>> Begin EXERCISE INPUTS

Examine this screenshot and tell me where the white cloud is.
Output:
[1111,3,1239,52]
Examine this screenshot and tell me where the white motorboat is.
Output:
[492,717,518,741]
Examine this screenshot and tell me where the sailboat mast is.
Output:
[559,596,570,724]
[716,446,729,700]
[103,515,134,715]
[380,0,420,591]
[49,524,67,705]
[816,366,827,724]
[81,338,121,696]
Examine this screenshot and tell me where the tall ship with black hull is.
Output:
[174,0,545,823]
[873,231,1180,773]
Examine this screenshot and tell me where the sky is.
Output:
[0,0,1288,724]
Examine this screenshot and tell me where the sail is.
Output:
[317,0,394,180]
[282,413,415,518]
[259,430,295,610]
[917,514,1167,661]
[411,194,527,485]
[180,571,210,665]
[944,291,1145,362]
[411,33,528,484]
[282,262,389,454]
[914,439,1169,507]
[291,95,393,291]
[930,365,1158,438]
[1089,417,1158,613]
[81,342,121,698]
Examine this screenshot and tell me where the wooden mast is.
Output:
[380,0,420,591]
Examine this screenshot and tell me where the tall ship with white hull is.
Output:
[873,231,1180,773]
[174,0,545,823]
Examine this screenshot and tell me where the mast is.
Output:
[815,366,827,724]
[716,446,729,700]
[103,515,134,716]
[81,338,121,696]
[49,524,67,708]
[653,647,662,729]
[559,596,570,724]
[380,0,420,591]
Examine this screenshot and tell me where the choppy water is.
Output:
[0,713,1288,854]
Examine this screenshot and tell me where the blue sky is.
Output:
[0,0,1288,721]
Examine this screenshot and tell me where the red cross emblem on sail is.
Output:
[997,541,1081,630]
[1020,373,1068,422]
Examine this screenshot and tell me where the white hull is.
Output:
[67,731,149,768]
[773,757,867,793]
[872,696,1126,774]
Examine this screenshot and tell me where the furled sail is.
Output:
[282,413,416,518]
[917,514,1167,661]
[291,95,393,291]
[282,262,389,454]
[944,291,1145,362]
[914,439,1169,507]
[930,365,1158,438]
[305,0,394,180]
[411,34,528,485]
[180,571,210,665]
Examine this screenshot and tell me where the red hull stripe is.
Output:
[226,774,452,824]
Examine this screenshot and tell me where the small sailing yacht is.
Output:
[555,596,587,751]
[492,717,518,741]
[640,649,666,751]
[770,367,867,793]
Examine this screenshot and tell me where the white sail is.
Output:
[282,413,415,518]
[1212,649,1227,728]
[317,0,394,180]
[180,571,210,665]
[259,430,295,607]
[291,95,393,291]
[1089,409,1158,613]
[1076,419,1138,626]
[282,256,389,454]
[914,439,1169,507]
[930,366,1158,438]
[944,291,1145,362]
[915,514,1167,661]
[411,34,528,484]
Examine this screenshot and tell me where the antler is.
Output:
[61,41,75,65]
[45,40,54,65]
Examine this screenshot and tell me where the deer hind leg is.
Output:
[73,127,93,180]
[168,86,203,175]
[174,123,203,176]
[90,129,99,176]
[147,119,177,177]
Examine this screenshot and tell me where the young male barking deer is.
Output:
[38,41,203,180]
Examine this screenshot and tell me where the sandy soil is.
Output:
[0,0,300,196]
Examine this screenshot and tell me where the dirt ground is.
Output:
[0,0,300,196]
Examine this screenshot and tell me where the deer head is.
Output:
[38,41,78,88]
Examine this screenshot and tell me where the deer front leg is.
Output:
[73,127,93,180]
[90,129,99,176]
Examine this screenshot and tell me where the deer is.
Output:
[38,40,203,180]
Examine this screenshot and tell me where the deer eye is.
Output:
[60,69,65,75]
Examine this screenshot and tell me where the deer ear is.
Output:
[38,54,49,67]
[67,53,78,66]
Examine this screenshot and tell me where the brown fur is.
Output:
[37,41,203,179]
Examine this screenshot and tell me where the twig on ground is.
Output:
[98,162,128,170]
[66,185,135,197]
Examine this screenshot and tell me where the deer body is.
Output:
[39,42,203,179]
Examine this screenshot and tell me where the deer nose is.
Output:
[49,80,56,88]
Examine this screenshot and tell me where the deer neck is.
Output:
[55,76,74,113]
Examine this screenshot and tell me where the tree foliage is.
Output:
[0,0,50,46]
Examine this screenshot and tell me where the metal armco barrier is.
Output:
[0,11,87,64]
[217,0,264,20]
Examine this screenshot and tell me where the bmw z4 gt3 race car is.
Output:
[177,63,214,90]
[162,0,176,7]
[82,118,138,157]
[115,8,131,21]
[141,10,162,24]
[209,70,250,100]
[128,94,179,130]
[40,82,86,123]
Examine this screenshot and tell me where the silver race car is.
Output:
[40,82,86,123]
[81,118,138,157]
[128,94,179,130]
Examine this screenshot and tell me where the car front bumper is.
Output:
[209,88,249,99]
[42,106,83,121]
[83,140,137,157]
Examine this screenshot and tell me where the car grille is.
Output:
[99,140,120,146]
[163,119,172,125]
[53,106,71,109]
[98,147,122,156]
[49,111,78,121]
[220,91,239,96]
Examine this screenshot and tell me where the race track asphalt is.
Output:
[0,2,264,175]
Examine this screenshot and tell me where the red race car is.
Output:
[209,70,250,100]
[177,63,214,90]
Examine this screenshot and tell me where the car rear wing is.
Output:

>> End EXERCISE INPUTS

Reproduce every line of the items, starting with the line that contains "Examine this screenshot and tell me where the dirt" and continuing through the line that contains "[66,185,135,197]". Multiply each coordinate in the answers by 2.3 and round it to a whole number, rounding halves up. Leave all other lines unchanged, and give only the lines in that span.

• SOLUTION TO THIS TASK:
Examine this screenshot and tell me where the dirt ground is.
Output:
[0,0,690,451]
Examine this screenshot and tell me where the deer head is.
Output:
[87,94,179,202]
Examine this screenshot and tell me where the deer front leg is.
Output:
[168,292,214,414]
[207,297,228,405]
Examine this screenshot and tell me where the deer is.
Output:
[87,92,467,414]
Examine this screenshot and tell me where the deer eye is.
Output:
[138,159,150,173]
Examine this screenshot and tell me where the deer ear is.
Output:
[87,124,113,154]
[154,122,179,152]
Examine this screenshot and tell me where the brown fur is.
Output:
[85,94,467,412]
Examine this screenshot and tell me where the twig on ground is.
Output:
[225,373,294,391]
[152,426,311,453]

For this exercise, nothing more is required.